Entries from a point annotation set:
================================

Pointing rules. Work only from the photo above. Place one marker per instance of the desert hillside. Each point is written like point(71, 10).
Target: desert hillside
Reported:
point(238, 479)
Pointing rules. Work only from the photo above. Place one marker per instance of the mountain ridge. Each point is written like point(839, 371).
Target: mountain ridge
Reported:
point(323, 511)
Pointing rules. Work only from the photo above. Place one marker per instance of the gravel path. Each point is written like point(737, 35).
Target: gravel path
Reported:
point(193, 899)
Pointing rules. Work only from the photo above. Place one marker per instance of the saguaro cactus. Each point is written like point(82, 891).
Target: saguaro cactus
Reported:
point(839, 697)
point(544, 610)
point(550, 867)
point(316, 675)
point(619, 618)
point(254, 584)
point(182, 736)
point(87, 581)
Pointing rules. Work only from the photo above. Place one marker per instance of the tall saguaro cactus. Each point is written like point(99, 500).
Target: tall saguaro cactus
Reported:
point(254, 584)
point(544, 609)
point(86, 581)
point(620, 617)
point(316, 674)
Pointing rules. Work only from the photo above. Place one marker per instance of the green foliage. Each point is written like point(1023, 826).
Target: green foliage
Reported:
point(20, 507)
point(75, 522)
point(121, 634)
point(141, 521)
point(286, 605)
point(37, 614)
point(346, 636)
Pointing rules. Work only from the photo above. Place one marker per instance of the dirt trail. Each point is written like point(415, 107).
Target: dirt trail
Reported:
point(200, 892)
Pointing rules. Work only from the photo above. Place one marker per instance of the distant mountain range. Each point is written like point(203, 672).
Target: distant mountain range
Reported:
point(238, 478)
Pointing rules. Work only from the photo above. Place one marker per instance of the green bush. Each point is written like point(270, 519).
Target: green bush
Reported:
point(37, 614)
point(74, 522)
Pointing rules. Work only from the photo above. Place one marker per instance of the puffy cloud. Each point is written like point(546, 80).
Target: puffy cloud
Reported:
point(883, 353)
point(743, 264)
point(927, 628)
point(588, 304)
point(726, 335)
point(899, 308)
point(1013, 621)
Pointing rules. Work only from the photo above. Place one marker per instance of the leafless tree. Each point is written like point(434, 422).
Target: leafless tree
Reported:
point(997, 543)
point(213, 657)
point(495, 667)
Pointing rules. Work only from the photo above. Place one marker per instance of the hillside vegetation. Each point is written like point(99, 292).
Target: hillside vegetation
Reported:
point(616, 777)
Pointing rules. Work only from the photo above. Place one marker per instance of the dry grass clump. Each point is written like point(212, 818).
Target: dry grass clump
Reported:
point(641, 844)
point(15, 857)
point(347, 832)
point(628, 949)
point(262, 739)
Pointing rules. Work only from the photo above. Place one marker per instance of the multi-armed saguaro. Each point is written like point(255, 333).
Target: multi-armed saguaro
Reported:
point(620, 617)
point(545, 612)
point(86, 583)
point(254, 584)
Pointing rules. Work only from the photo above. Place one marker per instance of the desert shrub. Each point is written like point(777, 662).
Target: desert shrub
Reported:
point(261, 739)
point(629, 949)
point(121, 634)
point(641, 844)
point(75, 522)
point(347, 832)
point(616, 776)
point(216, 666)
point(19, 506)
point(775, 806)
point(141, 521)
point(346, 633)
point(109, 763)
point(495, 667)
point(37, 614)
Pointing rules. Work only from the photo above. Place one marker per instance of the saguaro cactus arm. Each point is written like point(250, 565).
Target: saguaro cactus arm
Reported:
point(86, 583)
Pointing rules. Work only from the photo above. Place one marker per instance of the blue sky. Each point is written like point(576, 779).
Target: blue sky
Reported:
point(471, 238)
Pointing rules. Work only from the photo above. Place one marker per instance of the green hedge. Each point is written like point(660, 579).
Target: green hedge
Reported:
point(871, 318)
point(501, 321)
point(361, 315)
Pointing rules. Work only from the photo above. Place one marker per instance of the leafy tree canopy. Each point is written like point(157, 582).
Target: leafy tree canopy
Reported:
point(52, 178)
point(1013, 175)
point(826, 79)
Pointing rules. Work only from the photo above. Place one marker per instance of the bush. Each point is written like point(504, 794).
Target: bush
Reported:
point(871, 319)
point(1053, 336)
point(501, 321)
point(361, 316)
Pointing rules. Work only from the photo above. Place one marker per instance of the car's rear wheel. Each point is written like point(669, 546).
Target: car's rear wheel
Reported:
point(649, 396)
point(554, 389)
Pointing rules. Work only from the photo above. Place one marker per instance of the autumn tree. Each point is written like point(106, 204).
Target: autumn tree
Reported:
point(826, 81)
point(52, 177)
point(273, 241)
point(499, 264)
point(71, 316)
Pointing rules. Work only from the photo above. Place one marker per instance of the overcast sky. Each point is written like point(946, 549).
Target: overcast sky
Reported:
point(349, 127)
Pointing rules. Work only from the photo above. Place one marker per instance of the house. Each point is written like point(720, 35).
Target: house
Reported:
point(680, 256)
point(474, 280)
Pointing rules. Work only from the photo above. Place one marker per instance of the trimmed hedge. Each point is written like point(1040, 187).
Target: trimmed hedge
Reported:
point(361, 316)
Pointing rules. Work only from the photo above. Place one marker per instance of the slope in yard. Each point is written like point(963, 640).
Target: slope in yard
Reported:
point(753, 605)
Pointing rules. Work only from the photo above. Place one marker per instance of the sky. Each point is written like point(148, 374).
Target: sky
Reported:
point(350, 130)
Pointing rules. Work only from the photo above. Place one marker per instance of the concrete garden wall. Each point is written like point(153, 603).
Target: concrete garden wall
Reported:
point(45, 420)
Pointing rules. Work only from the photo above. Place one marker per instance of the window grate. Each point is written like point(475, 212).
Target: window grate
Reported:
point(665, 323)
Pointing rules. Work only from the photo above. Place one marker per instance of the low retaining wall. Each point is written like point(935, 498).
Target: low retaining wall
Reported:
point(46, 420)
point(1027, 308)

================================

→ **GIVEN EXERCISE**
Rewrite all of the entries above, changing every "Target" to "Object" and keeping everything else the same.

→ **SOLUTION TO THIS PROBLEM**
Pointing rules. Work only from the photo above. Place one marker per instance of the desert hillside. Each point is written like point(71, 10).
Object: desert hillside
Reported:
point(238, 479)
Pointing rules. Work only from the photo above. Place one marker per instance of the mountain ridge. Each point is written like point(839, 371).
Object: mountain ridge
Reported:
point(323, 511)
Pointing rules. Work only from the photo above. Place one marker per instance of the gravel path. Each point is written like point(737, 35).
Object: gravel path
Reported:
point(193, 899)
Pointing rules. Work only from the photo above. Place one marker per instance of the saguaro cactus. Each point is written like point(82, 891).
Object: saguaro cactus
Reported:
point(839, 697)
point(544, 610)
point(550, 867)
point(316, 675)
point(619, 618)
point(254, 584)
point(182, 736)
point(87, 581)
Pointing rules. Work only from the photo above. Place one marker per instance of the tall saguaro cactus. Each point is written like point(99, 500).
Object: tall saguaro cactus
Reported:
point(254, 584)
point(544, 609)
point(86, 581)
point(620, 617)
point(316, 674)
Pointing rules. Work only from the photo above. Place one marker per instance of the green foliage. Each point is written like point(1023, 826).
Object: green foliage
Reported:
point(20, 507)
point(75, 522)
point(121, 634)
point(141, 521)
point(286, 605)
point(37, 614)
point(346, 636)
Pointing rules. Work only from the photo above. Place one marker per instance of the dirt trail. Each point is written like point(415, 107).
Object: dirt trail
Reported:
point(200, 892)
Pointing rules. Work only from the photo above. Place one marker per instance of the distant mountain range. Each point is written like point(203, 672).
Object: distant mountain range
Reported:
point(238, 478)
Pointing rules. Work only from the photo above. Place one marker per instance of the green bush. Each point is written like point(270, 519).
Object: green bush
Reported:
point(37, 614)
point(74, 522)
Pointing rules. Work only from the photo above. Place one marker per instance of the puffy cloud. Each point is written like point(546, 80).
Object: puffy cloud
Reported:
point(883, 353)
point(743, 264)
point(927, 628)
point(588, 304)
point(726, 335)
point(899, 308)
point(1013, 621)
Pointing rules. Work only from the photo above. Place one marker per instance of the leafless tree. Each point is written like point(434, 422).
Object: leafless tree
Reported:
point(997, 543)
point(213, 657)
point(495, 667)
Pointing rules. Work only from the photo above. Place one marker per instance of the hillside vegetation. Each point is written like point(99, 292).
Object: hillside vegetation
Reported:
point(616, 777)
Pointing rules. Work only from the photo above. Place one marker per instance of the dry grass clump. Each point is written like point(212, 818).
Object: dry grass clump
Reported:
point(641, 844)
point(15, 857)
point(347, 832)
point(628, 949)
point(262, 739)
Pointing rules. Work only from the photo above. Place one marker per instance of the multi-armed saguaro. Each point is written like point(255, 333).
Object: multi-armed saguaro
Reported:
point(620, 617)
point(545, 612)
point(86, 583)
point(254, 584)
Pointing rules. Work only from the photo above. Place one marker per instance of the desert shrub. Each point is written like point(777, 662).
Object: desert shrub
Reported:
point(261, 739)
point(629, 949)
point(121, 634)
point(641, 844)
point(75, 522)
point(347, 832)
point(616, 776)
point(216, 666)
point(19, 506)
point(775, 806)
point(141, 521)
point(346, 633)
point(109, 763)
point(495, 667)
point(37, 614)
Pointing rules. Work only from the photo above. Place one marker per instance of the saguaro cactus arm. Each point is written like point(250, 565).
Object: saguaro cactus arm
Reported:
point(86, 583)
Pointing rules. Work only from the photo above. Place one marker per instance of the blue sky. Each point is written like point(576, 779).
Object: blue sky
Reported:
point(471, 238)
Pointing rules. Work only from the photo above. Place one marker per instance of the green hedge. Each point is written like point(660, 579).
Object: green hedge
Reported:
point(871, 318)
point(501, 321)
point(361, 315)
Pointing rules. Work only from the photo above. Place one marker per instance of the leafy tree canopy. Each point is written like point(157, 582).
Object: leafy tree canopy
Reported:
point(52, 178)
point(1013, 175)
point(826, 79)
Pointing rules. Work only from the photo above. Place one marker per instance of the bush. Each point is written like point(504, 794).
Object: bush
Reported:
point(871, 319)
point(1053, 336)
point(501, 321)
point(361, 316)
Pointing rules. Work only from the photo above. Place one marker per instance of the car's rear wheel. Each point is written like point(669, 546).
Object: car's rear wheel
Reported:
point(649, 396)
point(554, 389)
Pointing rules. Work only from the photo above. Place one marker per instance of the autumn tree. Each point is written like point(106, 204).
Object: autumn tree
Reported:
point(826, 81)
point(52, 177)
point(273, 241)
point(499, 264)
point(71, 316)
Pointing rules. Work only from the photo above. Place one marker per instance of the overcast sky. Each point is written like point(946, 549).
Object: overcast sky
Reported:
point(349, 127)
Pointing rules. Work only from the photo above. Place one marker per instance of the house. Each point is written like point(720, 35).
Object: house
Reported:
point(680, 256)
point(474, 280)
Pointing rules. Work only from the photo above. Place one marker per instance of the trimmed hedge. Each point is written like point(1040, 187).
Object: trimmed hedge
Reported:
point(361, 316)
Pointing rules. Work only from the photo above. Place one marker per instance of the slope in yard. Each point is written like point(963, 640).
Object: slope in yard
Reported:
point(753, 605)
Pointing rules. Work only from the photo above. Place one marker per instance of the sky. Each point is written like point(148, 374).
Object: sky
Reported:
point(350, 130)
Pointing rules. Work only from the photo above. Place one marker per instance of the concrete garden wall. Each point is written like point(153, 603).
Object: concrete garden wall
Reported:
point(45, 420)
Pointing rules. Work only from the photo above. Place one marker per instance of the window grate. Each point is written like point(475, 212).
Object: window grate
Reported:
point(665, 323)
Pointing rules. Work only from the photo above. Place one marker per instance of the low retaining wall. Each point is written like point(935, 498).
Object: low retaining wall
Reported:
point(46, 420)
point(1027, 308)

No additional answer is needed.